**EXERCISE OBJECTIVE:**
Render the lines of the data below as a JSON list of strings, one string per line with blank lines omitted, starting at the line containing "Task: place a pin on each instance of the wooden post." and ending at the last line of the data.

[Data excerpts on object pointing]

···

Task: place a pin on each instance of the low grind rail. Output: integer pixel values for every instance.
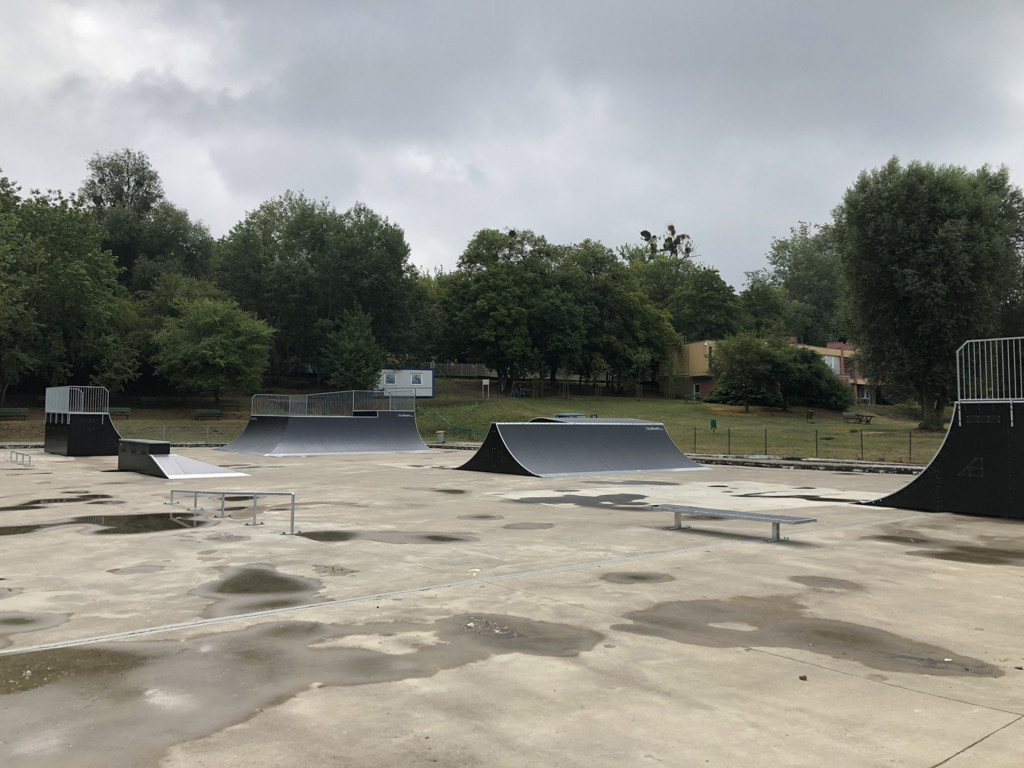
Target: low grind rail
(255, 495)
(775, 520)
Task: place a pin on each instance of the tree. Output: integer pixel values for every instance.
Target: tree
(806, 267)
(930, 255)
(211, 345)
(300, 264)
(743, 367)
(62, 315)
(352, 358)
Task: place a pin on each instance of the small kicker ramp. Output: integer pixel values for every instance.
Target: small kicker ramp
(376, 432)
(579, 446)
(155, 458)
(979, 469)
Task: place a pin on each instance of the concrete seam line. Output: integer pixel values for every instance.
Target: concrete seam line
(384, 595)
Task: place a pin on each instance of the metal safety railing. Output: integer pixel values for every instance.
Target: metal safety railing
(77, 399)
(18, 458)
(333, 403)
(254, 495)
(990, 370)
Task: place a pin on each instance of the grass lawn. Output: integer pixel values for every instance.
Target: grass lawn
(459, 411)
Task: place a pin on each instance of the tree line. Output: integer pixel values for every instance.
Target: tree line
(116, 286)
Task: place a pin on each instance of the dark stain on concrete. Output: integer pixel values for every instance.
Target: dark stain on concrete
(169, 691)
(135, 569)
(782, 623)
(386, 537)
(247, 589)
(75, 496)
(12, 623)
(637, 578)
(827, 583)
(607, 501)
(992, 550)
(118, 524)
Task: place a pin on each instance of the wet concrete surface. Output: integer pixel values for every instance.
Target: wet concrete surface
(551, 625)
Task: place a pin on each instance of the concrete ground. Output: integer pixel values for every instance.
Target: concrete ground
(432, 616)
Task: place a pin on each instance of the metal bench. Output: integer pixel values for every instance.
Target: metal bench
(679, 511)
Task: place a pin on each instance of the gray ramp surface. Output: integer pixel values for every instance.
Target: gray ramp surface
(383, 432)
(175, 467)
(584, 446)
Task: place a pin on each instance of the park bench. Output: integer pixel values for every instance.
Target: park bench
(679, 511)
(852, 416)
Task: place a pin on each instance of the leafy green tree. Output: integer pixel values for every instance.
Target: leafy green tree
(743, 367)
(300, 264)
(62, 315)
(806, 267)
(211, 345)
(930, 254)
(352, 358)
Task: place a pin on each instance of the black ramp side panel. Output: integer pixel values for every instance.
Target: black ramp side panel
(81, 434)
(979, 469)
(385, 432)
(586, 446)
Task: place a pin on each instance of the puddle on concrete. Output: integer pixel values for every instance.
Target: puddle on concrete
(827, 583)
(118, 524)
(247, 589)
(208, 683)
(386, 537)
(75, 496)
(14, 623)
(607, 501)
(996, 551)
(783, 623)
(637, 578)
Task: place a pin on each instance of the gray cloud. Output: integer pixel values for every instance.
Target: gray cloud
(577, 119)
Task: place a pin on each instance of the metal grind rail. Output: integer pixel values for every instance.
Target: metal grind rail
(18, 458)
(255, 495)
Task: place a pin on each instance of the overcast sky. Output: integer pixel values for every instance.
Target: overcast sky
(732, 120)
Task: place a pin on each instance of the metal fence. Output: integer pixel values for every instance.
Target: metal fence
(77, 399)
(990, 370)
(333, 403)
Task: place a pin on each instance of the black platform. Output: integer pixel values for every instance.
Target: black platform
(81, 434)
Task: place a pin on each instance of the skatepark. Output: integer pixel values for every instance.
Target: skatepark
(391, 608)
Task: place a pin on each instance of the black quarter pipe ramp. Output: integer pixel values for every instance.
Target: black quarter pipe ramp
(979, 469)
(579, 446)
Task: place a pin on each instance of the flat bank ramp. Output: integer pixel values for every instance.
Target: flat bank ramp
(581, 446)
(979, 469)
(377, 432)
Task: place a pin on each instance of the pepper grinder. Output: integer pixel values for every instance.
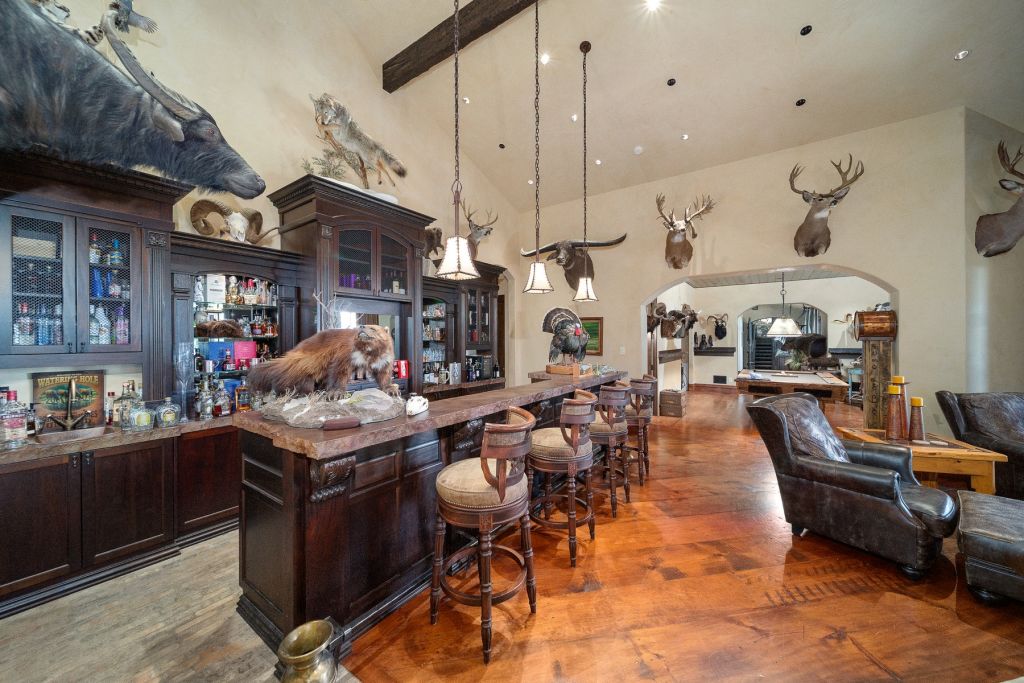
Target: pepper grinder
(916, 419)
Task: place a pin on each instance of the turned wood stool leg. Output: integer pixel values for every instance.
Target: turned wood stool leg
(485, 591)
(435, 579)
(527, 554)
(590, 502)
(570, 510)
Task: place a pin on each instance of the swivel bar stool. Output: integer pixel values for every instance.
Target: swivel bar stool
(638, 415)
(565, 450)
(609, 431)
(484, 493)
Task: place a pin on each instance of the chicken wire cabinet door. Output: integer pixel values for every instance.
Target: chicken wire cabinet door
(109, 287)
(37, 290)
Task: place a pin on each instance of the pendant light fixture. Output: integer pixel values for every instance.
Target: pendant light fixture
(538, 282)
(458, 263)
(783, 326)
(585, 290)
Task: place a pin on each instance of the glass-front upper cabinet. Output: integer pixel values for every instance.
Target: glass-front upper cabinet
(372, 261)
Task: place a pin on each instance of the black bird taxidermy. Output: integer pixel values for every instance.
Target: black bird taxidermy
(569, 339)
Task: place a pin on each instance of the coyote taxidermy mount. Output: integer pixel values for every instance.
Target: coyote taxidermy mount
(364, 154)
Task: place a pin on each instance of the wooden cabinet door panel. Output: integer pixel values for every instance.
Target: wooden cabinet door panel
(208, 475)
(126, 500)
(40, 531)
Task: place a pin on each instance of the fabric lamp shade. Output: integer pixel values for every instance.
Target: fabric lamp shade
(457, 264)
(585, 290)
(783, 327)
(538, 282)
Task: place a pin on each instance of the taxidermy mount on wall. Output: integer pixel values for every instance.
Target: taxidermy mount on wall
(58, 92)
(359, 151)
(813, 236)
(572, 257)
(239, 224)
(997, 232)
(569, 339)
(678, 250)
(326, 361)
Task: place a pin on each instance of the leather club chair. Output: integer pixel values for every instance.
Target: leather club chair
(863, 495)
(993, 421)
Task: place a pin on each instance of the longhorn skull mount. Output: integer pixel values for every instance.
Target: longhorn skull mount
(572, 256)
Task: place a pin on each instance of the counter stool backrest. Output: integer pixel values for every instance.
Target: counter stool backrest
(612, 401)
(508, 444)
(578, 413)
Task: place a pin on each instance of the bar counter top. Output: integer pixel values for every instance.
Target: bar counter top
(35, 451)
(317, 444)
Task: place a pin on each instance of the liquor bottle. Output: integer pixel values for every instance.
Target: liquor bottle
(121, 330)
(243, 397)
(94, 252)
(13, 423)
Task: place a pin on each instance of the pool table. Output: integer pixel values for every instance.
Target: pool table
(824, 386)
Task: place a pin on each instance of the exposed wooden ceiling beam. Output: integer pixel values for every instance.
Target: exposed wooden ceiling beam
(475, 18)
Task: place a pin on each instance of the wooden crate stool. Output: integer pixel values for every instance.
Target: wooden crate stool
(566, 450)
(610, 432)
(639, 413)
(484, 493)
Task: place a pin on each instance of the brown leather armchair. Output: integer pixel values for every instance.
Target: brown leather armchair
(863, 495)
(993, 421)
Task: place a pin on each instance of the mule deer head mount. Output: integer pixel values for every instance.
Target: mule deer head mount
(997, 232)
(678, 250)
(813, 236)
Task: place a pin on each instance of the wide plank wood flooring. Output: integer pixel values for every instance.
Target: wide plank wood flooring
(700, 579)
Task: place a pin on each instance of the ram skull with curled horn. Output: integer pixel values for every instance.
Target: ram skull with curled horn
(678, 250)
(572, 256)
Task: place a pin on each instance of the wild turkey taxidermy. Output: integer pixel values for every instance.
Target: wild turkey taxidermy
(326, 361)
(569, 340)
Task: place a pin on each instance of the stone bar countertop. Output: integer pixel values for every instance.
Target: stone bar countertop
(318, 444)
(35, 451)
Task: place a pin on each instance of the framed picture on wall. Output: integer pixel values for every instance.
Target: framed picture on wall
(595, 328)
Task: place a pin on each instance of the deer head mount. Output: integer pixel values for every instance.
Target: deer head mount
(678, 250)
(571, 255)
(997, 232)
(813, 236)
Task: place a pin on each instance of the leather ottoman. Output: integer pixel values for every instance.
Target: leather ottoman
(991, 538)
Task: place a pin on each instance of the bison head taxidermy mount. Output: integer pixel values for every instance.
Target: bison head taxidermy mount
(813, 236)
(96, 114)
(997, 232)
(678, 250)
(326, 361)
(572, 256)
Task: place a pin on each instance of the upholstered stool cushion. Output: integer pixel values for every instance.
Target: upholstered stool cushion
(551, 444)
(936, 509)
(463, 483)
(599, 426)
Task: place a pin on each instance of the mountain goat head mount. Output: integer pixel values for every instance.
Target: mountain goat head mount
(573, 257)
(813, 236)
(678, 250)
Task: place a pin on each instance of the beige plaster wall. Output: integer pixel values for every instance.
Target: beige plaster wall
(901, 224)
(995, 285)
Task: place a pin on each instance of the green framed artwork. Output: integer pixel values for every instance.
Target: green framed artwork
(595, 328)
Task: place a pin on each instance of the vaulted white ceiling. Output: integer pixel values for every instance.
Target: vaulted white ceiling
(739, 67)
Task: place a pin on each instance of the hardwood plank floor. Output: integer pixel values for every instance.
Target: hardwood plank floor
(699, 579)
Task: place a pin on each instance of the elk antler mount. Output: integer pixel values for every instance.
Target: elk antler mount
(572, 256)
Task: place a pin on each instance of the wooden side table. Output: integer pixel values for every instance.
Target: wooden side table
(942, 456)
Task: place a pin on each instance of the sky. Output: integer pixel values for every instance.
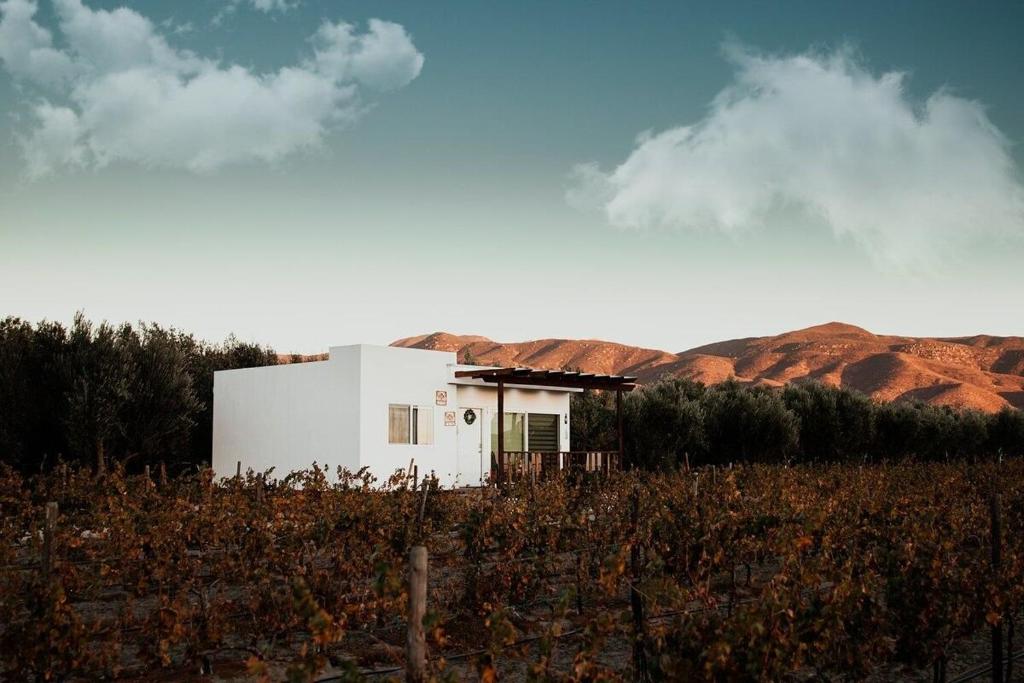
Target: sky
(309, 173)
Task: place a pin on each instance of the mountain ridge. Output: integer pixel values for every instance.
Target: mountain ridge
(983, 372)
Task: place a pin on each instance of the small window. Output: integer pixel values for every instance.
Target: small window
(410, 424)
(543, 432)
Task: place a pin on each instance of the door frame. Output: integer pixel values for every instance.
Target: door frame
(461, 426)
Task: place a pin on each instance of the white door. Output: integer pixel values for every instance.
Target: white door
(470, 424)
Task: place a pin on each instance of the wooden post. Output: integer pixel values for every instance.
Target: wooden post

···

**REPLY TO THE EXERCISE:**
[
  "Task: place a pin on each instance of the wooden post. Output: integer pixel values for every instance.",
  "Target: wooden post"
]